-- BEGIN Supplied text --

However, there is another way to remove degrees of freedom in order to simplify your problem. This is called integrating out variables/fields. Suppose you have a theory that works to arbitrarily high energy, but you only care about low energy excitations of your system. You can "integrate out" the high energy modes of your system and obtain a low-energy effective field theory that is still unitary (as long as you remain at low energy). If you are familiar with QFT, a common example of this is the Four Fermi theory obtained by integrating out the very heavy W and Z bosons of the standard model.

The reason you can integrate out the W and Z bosons at low energy is that they are extremely massive compared to the other particles in the theory. Thus, at low energy they can never be produced. So when you integrate out the W and Z, you are not actually ignoring anything $physical$ as you are if you perform a partial trace over an environment. (If you were working at high enough energies to produce W and Z bosons then you would be ignoring physical particles, so your theory would no longer be unitary).

-- END Supplied text --

Copy the passage on integrating out fields word for word, from start to end. Work only from the passage on integrating out fields.

-- BEGIN Entries provided --

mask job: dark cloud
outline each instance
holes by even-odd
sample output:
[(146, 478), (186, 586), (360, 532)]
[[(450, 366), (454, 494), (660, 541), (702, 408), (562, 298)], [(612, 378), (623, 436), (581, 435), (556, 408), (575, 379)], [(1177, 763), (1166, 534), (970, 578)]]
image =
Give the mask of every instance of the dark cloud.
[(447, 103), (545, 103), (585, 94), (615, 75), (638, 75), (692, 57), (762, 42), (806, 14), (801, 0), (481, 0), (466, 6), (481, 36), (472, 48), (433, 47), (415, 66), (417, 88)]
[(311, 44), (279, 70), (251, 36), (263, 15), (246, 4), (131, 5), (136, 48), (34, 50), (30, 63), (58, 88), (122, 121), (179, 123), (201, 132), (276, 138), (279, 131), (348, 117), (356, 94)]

-- END Entries provided --
-- BEGIN Entries provided --

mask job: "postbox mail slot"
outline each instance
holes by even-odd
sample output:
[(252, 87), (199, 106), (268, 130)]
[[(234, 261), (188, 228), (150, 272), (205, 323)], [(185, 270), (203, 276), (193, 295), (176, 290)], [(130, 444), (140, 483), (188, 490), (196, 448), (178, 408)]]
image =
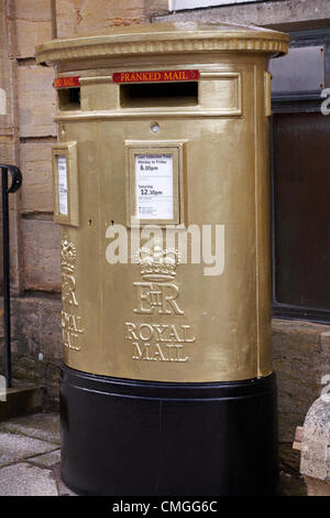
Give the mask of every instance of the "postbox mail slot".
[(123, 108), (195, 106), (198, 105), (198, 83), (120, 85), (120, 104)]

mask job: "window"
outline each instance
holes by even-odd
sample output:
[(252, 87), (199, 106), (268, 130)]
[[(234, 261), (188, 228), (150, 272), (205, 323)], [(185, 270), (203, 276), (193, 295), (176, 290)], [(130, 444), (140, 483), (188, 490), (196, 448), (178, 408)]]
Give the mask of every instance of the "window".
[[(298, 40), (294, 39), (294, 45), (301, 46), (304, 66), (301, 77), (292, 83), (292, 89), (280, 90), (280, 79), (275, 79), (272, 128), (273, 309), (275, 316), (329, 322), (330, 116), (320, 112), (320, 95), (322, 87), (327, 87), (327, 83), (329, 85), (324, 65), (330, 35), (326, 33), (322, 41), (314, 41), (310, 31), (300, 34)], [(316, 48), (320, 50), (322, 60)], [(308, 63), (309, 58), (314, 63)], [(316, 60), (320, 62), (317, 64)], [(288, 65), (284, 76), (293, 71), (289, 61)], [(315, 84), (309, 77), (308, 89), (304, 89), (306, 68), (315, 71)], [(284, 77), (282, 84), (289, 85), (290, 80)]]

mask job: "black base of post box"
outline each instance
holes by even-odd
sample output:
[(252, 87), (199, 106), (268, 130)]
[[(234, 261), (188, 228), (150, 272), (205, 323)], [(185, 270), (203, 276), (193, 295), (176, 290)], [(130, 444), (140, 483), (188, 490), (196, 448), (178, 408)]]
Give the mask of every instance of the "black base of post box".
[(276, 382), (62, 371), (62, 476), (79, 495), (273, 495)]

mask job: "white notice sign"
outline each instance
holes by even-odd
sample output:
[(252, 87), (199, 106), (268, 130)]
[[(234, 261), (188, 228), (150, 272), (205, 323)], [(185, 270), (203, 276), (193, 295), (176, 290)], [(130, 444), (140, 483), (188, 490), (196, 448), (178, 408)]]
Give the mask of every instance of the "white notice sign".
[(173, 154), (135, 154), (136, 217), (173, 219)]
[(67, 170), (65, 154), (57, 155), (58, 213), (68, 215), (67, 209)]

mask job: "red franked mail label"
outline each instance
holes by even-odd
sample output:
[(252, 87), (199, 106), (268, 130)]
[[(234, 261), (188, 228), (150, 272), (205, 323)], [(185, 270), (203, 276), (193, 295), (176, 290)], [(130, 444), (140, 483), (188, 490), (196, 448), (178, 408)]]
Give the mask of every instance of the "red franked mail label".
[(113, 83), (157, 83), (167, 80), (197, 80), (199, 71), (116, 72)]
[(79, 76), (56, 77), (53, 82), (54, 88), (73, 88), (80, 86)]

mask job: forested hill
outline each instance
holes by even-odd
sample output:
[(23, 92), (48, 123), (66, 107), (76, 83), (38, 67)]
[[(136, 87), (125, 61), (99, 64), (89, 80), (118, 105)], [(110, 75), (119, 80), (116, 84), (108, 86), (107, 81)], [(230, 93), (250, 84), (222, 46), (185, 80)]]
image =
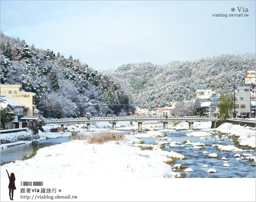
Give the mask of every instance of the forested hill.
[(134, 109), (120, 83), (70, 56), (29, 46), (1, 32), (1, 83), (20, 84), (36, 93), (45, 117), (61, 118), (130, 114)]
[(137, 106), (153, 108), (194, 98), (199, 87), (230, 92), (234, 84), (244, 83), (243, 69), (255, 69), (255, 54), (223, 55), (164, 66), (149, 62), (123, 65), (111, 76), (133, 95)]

-- END Entries provided --
-- BEGIN Entries provided --

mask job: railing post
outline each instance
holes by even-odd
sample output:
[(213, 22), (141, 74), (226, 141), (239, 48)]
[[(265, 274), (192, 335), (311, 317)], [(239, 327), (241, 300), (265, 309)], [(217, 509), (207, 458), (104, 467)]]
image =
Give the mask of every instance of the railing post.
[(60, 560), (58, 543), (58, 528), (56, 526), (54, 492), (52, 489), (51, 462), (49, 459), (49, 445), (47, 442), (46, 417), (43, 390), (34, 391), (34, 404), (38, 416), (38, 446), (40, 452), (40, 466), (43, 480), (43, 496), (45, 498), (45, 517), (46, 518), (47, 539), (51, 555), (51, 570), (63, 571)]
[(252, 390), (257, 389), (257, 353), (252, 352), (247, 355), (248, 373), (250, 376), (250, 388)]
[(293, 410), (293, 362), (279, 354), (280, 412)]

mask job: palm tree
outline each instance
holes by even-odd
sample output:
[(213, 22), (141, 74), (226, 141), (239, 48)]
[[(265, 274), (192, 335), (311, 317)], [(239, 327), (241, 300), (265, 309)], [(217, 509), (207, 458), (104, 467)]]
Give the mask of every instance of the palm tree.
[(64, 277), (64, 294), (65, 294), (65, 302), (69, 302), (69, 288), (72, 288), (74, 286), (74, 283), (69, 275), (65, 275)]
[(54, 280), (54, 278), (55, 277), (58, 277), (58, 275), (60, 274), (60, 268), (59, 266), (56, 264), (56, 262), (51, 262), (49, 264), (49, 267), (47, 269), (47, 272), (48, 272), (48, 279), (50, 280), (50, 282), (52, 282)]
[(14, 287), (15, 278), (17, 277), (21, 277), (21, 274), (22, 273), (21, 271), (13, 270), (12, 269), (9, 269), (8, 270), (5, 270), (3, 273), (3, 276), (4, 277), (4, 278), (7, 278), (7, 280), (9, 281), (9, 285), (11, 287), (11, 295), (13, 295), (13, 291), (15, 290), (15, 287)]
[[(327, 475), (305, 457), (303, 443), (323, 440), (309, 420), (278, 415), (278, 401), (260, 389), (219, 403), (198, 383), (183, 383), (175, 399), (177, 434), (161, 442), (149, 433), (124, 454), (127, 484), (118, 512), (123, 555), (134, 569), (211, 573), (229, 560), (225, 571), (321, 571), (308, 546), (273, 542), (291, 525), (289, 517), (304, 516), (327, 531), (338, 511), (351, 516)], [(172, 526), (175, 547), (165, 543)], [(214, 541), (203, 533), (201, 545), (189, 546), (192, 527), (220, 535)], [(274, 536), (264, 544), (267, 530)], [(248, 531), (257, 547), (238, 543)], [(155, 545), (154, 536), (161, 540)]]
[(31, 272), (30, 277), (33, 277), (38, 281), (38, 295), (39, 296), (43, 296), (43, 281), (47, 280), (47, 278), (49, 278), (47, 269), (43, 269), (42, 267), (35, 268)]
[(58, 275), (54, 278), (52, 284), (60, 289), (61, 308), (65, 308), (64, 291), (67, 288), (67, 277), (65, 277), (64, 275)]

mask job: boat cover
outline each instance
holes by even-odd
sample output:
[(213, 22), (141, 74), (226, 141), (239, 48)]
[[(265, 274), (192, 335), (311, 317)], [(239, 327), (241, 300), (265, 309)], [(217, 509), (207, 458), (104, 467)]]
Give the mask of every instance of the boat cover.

-- END Entries provided --

Result of the exercise >>
However, there is another way to remove degrees of freedom in order to simplify your problem. This is called integrating out variables/fields. Suppose you have a theory that works to arbitrarily high energy, but you only care about low energy excitations of your system. You can "integrate out" the high energy modes of your system and obtain a low-energy effective field theory that is still unitary (as long as you remain at low energy). If you are familiar with QFT, a common example of this is the Four Fermi theory obtained by integrating out the very heavy W and Z bosons of the standard model.

The reason you can integrate out the W and Z bosons at low energy is that they are extremely massive compared to the other particles in the theory. Thus, at low energy they can never be produced. So when you integrate out the W and Z, you are not actually ignoring anything $physical$ as you are if you perform a partial trace over an environment. (If you were working at high enough energies to produce W and Z bosons then you would be ignoring physical particles, so your theory would no longer be unitary).